Льюис Кэрролл перенес девятнадцатый век в мир сновидений, столь же поразительный, как мир Босха, но построенный на обратных принципах. «Алиса в стране чудес» предлагает как норму те непрерывные время и пространство, которые внушали ужас эпохе Возрождения. Проникнув в этот единообразный евклидов мир известного пространства-и-времени, Кэрролл отбросил фантазию прерывного пространства-и-времени, предвосхитив Кафку, Джойса и Элиота. Будучи математиком и современником Клерка Максвелла,[221] Кэрролл был достаточно передовой личностью, чтобы знать о входивших в то время в моду неевклидовых геометриях. В «Алисе в стране чудес» он дал убежденным викторианцам веселое предвкушение Эйнштейнова пространства-и-времени. Босх же дал своей эпохе предчувствие нового непрерывного пространства-и-времени единообразной перспективы. Босх с ужасом глядел вперед, на современный мир — так же, как Шекспир в «Короле Лире» или Поуп в «Дунсиаде». [222] Льюис Кэрролл, напротив, с широкой улыбкой приветствовал наступление электронной эпохи пространства-времени.

Нигерийцев, обучающихся в американских университетах, просят иногда определить пространственные отношения. Сталкиваясь с объектами, освещенными солнечным светом, они часто оказываются неспособны указать, в каком направлении упадут тени, ибо это требует погружения в трехмерную перспективу. Таким образом, солнце, объекты и наблюдатель переживаются в опыте по отдельности и рассматриваются как независимые друг от друга. Для средневекового человека, как и для дикаря, пространство не было гомогенным и не содержало в себе объекты. Каждая вещь создавала свое собственное пространство, как до сих пор полагает туземец (а также современный физик). Конечно, это не означает, что туземные художники не связывают вещи друг с другом. Нередко они изобретают в высшей степени сложные и изощренные конфигурации. Ни сам художник, ни наблюдатель не испытывают ни малейших затруднений с узнаванием и истолкованием образца (pattern), но только в том случае, когда он традиционный. Как только вы начинаете модифицировать, или переводить его в другое средство (скажем, три измерения), туземцам не удается его узнать.

В одном антропологическом фильме был показан меланезийский резчик по дереву, который вырезал украшенный барабан с такими умением, координацией и легкостью, что аудитория неоднократно разражалась аплодисментами; это становилось песней, балетом. Однако когда антрополог попросил членов племени сделать ящики, дабы поместить туда эти резные работы, те на протяжении трех дней безуспешно пытались заставить две доски пересечься под углом 90 градусов, после чего разочарованно бросили это занятие. Они не могли упаковать то, что создали.

В мире средневековой ксилографии, для которого была характерна низкая определенность, каждый объект создавал свое пространство, и не было того рационального связного пространства, в которое бы его необходимо было втиснуть. Когда впечатление, производимое на сетчатку глаза, усиливается, объекты перестают быть привязаны к пространству собственного изготовления и «помещаются» вместо этого в единообразное, непрерывное и «рациональное» пространство. В 1905 году теория относительности возвестила об исчезновении единообразного Ньютонова пространства как иллюзии, или фикции, пусть даже и полезной. Эйнштейн провозгласил конец непрерывного, или «рационального» пространства, расчистив тем самым путь для Пикассо, братьев Маркс и журнала MAD.

→ **ПРЕДОСТАВЛЕННЫЕ ЗАПИСИ**

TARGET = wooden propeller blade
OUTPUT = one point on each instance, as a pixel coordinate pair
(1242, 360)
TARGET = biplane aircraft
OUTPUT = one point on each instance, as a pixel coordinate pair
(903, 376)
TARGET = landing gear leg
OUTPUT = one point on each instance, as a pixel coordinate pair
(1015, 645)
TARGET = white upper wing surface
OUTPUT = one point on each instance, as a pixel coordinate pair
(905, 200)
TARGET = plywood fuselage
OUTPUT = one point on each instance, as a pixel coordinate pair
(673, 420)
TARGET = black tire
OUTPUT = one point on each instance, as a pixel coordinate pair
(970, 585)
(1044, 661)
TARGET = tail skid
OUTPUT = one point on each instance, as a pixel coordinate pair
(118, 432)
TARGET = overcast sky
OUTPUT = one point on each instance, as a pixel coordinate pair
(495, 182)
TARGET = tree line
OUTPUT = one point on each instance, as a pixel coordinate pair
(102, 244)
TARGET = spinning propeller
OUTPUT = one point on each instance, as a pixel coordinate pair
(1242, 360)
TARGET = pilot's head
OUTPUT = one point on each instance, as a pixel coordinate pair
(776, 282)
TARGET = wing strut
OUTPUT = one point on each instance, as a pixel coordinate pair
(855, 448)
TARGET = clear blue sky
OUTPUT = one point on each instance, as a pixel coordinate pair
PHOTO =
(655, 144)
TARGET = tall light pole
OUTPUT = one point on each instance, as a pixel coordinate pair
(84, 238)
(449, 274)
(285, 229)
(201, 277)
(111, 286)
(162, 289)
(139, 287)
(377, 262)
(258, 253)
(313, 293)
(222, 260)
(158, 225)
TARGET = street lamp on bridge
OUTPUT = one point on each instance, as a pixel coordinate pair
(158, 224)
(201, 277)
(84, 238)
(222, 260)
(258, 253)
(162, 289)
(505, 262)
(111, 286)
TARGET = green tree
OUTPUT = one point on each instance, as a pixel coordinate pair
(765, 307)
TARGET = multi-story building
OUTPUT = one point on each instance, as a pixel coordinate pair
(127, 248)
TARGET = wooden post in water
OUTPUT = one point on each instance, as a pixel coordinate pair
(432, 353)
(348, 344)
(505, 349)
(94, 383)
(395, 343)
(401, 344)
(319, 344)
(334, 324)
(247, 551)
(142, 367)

→ **ЗАДАЧА**
Выпишите из отрывка о восприятии пространства дословно всё, начиная со слов «В мире средневековой» и вплоть до слов «и журнала MAD.».

→ **ОТВЕТ**
В мире средневековой ксилографии, для которого была характерна низкая определенность, каждый объект создавал свое пространство, и не было того рационального связного пространства, в которое бы его необходимо было втиснуть. Когда впечатление, производимое на сетчатку глаза, усиливается, объекты перестают быть привязаны к пространству собственного изготовления и «помещаются» вместо этого в единообразное, непрерывное и «рациональное» пространство. В 1905 году теория относительности возвестила об исчезновении единообразного Ньютонова пространства как иллюзии, или фикции, пусть даже и полезной. Эйнштейн провозгласил конец непрерывного, или «рационального» пространства, расчистив тем самым путь для Пикассо, братьев Маркс и журнала MAD.